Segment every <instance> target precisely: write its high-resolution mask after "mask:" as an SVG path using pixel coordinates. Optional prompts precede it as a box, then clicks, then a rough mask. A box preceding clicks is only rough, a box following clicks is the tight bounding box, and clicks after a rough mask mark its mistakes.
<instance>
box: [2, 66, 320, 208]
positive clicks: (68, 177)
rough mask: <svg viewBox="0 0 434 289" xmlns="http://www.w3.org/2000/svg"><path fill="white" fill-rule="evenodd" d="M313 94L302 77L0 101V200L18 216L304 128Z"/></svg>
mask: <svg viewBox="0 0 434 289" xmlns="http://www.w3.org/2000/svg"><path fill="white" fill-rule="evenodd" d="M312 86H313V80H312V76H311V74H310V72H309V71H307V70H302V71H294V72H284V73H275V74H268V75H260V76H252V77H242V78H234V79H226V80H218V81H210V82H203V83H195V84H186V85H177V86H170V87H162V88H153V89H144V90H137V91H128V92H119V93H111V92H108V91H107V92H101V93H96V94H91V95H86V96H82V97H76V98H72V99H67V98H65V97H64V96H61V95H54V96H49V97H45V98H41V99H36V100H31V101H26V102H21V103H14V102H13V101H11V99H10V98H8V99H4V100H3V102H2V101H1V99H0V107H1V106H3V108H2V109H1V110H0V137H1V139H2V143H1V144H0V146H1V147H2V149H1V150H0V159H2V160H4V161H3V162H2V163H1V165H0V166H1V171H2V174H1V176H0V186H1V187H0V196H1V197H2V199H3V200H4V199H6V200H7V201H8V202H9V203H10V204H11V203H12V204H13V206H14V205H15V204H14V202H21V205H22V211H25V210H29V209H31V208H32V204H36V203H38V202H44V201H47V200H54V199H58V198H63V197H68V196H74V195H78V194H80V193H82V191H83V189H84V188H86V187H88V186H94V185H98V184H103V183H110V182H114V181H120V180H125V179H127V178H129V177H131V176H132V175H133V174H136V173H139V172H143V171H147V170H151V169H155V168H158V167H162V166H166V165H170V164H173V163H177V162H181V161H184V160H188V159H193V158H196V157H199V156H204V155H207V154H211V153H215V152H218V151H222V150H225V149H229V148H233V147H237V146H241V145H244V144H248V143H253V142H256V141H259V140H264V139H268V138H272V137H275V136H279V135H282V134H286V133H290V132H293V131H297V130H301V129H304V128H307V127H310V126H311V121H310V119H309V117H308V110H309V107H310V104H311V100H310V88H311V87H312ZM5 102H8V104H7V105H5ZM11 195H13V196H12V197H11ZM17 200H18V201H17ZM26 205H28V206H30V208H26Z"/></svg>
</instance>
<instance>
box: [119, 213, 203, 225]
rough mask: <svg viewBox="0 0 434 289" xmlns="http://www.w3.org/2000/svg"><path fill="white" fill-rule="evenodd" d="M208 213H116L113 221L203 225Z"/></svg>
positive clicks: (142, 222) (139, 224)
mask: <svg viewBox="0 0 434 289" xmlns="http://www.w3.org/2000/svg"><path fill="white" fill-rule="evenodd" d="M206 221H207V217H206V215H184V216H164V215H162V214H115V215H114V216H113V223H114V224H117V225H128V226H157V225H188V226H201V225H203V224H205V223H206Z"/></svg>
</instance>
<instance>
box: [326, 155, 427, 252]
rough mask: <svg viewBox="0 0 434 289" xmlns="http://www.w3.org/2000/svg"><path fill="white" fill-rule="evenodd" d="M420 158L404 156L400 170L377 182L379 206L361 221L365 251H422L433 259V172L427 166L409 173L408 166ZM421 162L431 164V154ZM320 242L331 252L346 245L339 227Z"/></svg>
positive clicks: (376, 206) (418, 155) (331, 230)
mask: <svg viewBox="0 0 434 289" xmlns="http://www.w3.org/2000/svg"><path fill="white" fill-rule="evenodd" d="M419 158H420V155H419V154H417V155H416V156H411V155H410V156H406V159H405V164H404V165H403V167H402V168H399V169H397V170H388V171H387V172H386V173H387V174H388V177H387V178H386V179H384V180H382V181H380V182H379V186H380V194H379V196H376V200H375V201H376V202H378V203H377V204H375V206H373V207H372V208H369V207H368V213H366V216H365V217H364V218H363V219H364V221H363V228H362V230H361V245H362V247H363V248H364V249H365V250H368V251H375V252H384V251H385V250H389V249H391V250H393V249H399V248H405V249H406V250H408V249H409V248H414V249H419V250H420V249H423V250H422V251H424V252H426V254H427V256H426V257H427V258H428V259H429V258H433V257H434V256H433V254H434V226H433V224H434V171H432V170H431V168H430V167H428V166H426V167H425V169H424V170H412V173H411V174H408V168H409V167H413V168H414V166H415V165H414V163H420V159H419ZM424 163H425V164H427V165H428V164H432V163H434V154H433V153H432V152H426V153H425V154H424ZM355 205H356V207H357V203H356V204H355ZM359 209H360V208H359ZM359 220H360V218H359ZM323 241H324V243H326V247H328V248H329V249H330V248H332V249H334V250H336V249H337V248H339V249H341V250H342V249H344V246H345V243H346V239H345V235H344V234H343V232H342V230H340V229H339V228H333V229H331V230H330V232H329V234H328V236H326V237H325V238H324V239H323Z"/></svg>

Task statement:
All of the material above needs repeating. Keep it exact.

Response to the task:
Segment every <instance> target precisely: write its high-resolution mask after "mask:" as an SVG path using pixel coordinates. Optional prompts precede it as a box, then clicks, then a rough mask. A box preceding clicks is only rough, a box following clicks is the tight bounding box, and clicks after a rough mask mark its mistakes.
<instance>
box: [2, 66, 320, 208]
positive clicks: (68, 177)
rough mask: <svg viewBox="0 0 434 289" xmlns="http://www.w3.org/2000/svg"><path fill="white" fill-rule="evenodd" d="M313 94L302 77L0 101V200L18 216L304 128Z"/></svg>
mask: <svg viewBox="0 0 434 289" xmlns="http://www.w3.org/2000/svg"><path fill="white" fill-rule="evenodd" d="M312 86H313V80H312V76H311V74H310V72H309V71H307V70H302V71H294V72H284V73H275V74H268V75H260V76H252V77H242V78H234V79H226V80H218V81H210V82H203V83H195V84H186V85H177V86H170V87H162V88H153V89H144V90H137V91H128V92H119V93H111V92H108V91H107V92H101V93H96V94H91V95H86V96H82V97H76V98H72V99H67V98H65V97H64V96H61V95H54V96H49V97H45V98H41V99H36V100H31V101H26V102H21V103H14V102H13V101H11V99H10V98H8V99H4V100H3V102H2V101H1V99H0V107H1V106H3V108H2V109H1V110H0V137H1V139H2V143H1V144H0V146H1V147H2V149H1V150H0V159H2V160H4V161H3V162H2V163H1V165H0V166H1V171H2V174H1V176H0V186H1V187H0V196H1V197H2V199H3V200H4V199H6V200H7V201H8V202H9V203H10V204H11V203H12V204H13V206H14V205H15V204H14V202H21V205H22V211H25V210H29V209H31V208H32V204H36V203H38V202H44V201H47V200H54V199H58V198H63V197H68V196H74V195H78V194H80V193H82V191H83V189H84V188H86V187H88V186H94V185H98V184H103V183H110V182H114V181H120V180H125V179H127V178H129V177H131V176H132V175H133V174H136V173H139V172H143V171H147V170H151V169H155V168H158V167H162V166H166V165H170V164H173V163H177V162H181V161H184V160H188V159H193V158H196V157H199V156H204V155H207V154H211V153H215V152H218V151H222V150H225V149H229V148H233V147H237V146H241V145H244V144H248V143H253V142H256V141H259V140H264V139H268V138H272V137H275V136H279V135H282V134H286V133H290V132H293V131H297V130H301V129H304V128H307V127H310V126H311V121H310V119H309V117H308V110H309V107H310V104H311V100H310V88H311V87H312ZM5 102H8V104H7V105H5ZM11 195H13V196H12V197H11ZM17 200H18V201H17ZM26 205H28V206H30V208H26Z"/></svg>
</instance>
<instance>
box: [119, 213, 203, 225]
rough mask: <svg viewBox="0 0 434 289" xmlns="http://www.w3.org/2000/svg"><path fill="white" fill-rule="evenodd" d="M208 213H116L113 221L203 225Z"/></svg>
positive clicks: (142, 222) (139, 224)
mask: <svg viewBox="0 0 434 289" xmlns="http://www.w3.org/2000/svg"><path fill="white" fill-rule="evenodd" d="M206 221H207V217H206V215H184V216H164V215H162V214H115V215H114V216H113V223H114V224H117V225H128V226H157V225H188V226H201V225H203V224H205V223H206Z"/></svg>
</instance>
<instance>
box: [326, 155, 427, 252]
rough mask: <svg viewBox="0 0 434 289" xmlns="http://www.w3.org/2000/svg"><path fill="white" fill-rule="evenodd" d="M420 158L404 156L400 170L377 182L379 206L361 221L365 251H422L433 259V172L427 166L409 173L408 166ZM421 162L431 164V154ZM320 242L331 252L346 245L339 227Z"/></svg>
positive clicks: (376, 206) (418, 155) (331, 230)
mask: <svg viewBox="0 0 434 289" xmlns="http://www.w3.org/2000/svg"><path fill="white" fill-rule="evenodd" d="M419 158H420V155H419V154H417V155H416V156H411V155H410V156H406V159H405V164H404V165H403V167H402V168H399V169H397V170H388V171H387V172H386V173H387V174H388V177H387V178H386V179H384V180H382V181H380V182H379V186H380V194H379V196H376V200H375V201H376V202H378V203H377V204H375V206H373V207H372V208H369V207H368V213H366V216H365V217H364V218H363V219H364V221H363V228H362V230H361V245H362V247H363V248H364V249H365V250H368V251H375V252H384V251H385V250H389V249H391V250H393V249H399V248H405V249H406V250H408V249H409V248H414V249H419V250H420V249H423V250H422V251H424V252H426V254H427V256H426V257H427V258H428V259H429V258H433V257H434V256H433V254H434V226H433V224H434V171H432V170H431V168H430V167H428V166H426V167H425V169H424V170H412V173H411V174H408V168H409V167H413V168H414V166H415V165H414V163H420V159H419ZM424 163H425V164H427V165H428V164H432V163H434V154H433V153H432V152H426V153H425V154H424ZM355 205H356V207H357V203H356V204H355ZM359 209H360V208H359ZM359 220H360V218H359ZM323 241H324V243H326V247H328V248H329V249H330V248H332V249H334V250H336V249H337V248H339V249H341V250H342V249H344V246H345V243H346V239H345V235H344V234H343V232H342V230H340V229H339V228H333V229H331V230H330V232H329V234H328V236H326V237H325V238H324V239H323Z"/></svg>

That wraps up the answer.